Work instructions
From the first line to the last, retype the records exactly without their images.

Input material
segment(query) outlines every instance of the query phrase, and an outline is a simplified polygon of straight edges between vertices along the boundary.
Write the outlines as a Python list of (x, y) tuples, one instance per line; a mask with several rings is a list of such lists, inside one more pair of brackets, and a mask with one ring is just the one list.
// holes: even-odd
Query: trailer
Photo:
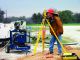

Written reply
segment(query) outlines every instance of the query phrase, and an outline is a simplified polygon of straight edges between vertices along the boundary.
Write the outlines as a Python list of (x, y) tuples, one instance per line; a mask with several rings is a list of such lists, inside one more pair of brackets, and a mask with one ring is just the one list.
// holes: even-odd
Query: trailer
Photo:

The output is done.